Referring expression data
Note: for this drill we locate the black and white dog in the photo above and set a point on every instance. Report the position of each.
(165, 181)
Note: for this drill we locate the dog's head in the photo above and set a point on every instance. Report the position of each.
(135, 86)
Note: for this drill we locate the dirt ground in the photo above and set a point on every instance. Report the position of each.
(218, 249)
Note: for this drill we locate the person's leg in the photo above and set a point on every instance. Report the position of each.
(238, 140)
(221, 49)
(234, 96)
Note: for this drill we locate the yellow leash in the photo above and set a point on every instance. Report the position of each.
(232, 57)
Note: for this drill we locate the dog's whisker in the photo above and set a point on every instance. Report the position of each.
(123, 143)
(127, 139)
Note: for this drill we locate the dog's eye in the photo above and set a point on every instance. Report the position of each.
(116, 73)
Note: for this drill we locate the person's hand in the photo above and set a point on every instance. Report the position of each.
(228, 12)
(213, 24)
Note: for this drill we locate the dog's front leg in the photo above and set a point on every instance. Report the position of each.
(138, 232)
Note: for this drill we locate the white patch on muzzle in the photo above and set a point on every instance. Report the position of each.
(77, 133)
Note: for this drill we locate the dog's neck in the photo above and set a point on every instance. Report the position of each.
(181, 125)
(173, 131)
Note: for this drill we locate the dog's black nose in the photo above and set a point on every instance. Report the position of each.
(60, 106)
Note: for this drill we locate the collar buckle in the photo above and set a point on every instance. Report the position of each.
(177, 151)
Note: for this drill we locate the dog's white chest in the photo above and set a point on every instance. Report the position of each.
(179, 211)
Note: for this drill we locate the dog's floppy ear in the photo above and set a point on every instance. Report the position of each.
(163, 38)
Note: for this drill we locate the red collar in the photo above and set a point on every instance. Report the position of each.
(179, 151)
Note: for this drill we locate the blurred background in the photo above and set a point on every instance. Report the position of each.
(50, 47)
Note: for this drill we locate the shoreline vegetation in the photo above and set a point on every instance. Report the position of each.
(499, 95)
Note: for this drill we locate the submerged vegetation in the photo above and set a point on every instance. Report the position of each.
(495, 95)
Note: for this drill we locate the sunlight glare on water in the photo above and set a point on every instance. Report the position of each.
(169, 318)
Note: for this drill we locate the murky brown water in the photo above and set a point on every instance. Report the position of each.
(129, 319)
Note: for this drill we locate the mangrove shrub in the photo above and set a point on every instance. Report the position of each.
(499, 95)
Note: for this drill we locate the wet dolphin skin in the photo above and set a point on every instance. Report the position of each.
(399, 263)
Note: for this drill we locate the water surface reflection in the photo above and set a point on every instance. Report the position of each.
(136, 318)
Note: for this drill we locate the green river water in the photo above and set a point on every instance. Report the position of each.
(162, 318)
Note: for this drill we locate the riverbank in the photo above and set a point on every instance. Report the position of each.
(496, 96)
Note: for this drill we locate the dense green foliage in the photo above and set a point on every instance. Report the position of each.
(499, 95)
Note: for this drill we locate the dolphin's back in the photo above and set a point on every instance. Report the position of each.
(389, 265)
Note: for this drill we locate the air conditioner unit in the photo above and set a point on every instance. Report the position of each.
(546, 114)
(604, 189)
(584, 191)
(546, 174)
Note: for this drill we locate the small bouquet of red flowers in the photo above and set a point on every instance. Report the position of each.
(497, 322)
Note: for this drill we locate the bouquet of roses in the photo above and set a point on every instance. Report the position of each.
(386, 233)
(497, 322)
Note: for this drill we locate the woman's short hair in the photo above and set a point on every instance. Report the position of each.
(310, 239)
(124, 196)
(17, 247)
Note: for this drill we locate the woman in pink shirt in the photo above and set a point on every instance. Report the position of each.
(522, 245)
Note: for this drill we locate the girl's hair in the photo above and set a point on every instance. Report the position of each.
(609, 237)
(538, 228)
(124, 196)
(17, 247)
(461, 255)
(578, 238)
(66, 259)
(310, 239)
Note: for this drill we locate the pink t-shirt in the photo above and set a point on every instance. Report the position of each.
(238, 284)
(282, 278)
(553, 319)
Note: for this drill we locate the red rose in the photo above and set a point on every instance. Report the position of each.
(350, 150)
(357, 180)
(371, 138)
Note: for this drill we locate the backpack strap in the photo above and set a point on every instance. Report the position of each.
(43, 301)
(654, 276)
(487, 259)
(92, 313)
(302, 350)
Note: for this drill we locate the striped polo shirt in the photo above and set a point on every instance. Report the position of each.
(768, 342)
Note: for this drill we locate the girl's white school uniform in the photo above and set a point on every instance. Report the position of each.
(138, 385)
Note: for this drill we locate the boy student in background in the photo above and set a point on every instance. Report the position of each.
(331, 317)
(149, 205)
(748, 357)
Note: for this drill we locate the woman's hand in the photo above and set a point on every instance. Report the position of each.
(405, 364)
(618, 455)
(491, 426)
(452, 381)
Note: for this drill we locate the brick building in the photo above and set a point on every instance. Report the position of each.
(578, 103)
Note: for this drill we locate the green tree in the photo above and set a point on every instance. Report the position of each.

◆ **Brief**
Only the lines from the one containing "Note: for this drill we locate the striped" through the end of the records above belong in the answer, each exactly as written.

◆ **Your solution**
Note: for this drill we locate the striped polo shirt in the photo above and set a point on every instance. Report the position of each.
(768, 342)
Note: for this drill we locate the girl's white school uniform in the photo above and set a point on every instance. Report the position of each.
(138, 385)
Note: for this drill we locate the boy student in background in the photo above and set a point on every instance. Report the position of each.
(331, 317)
(149, 205)
(748, 357)
Note: for this drill we locate the woman's hand in the photo above and set a point on every instance. Report the position of each.
(405, 364)
(618, 455)
(491, 426)
(452, 381)
Note: for this drill we locate the brick building in the photo above and set a point on every instance. Report the position of each.
(578, 103)
Note: for this drill we locate the green tree in the photo above and set a point on every instance. Report the position of each.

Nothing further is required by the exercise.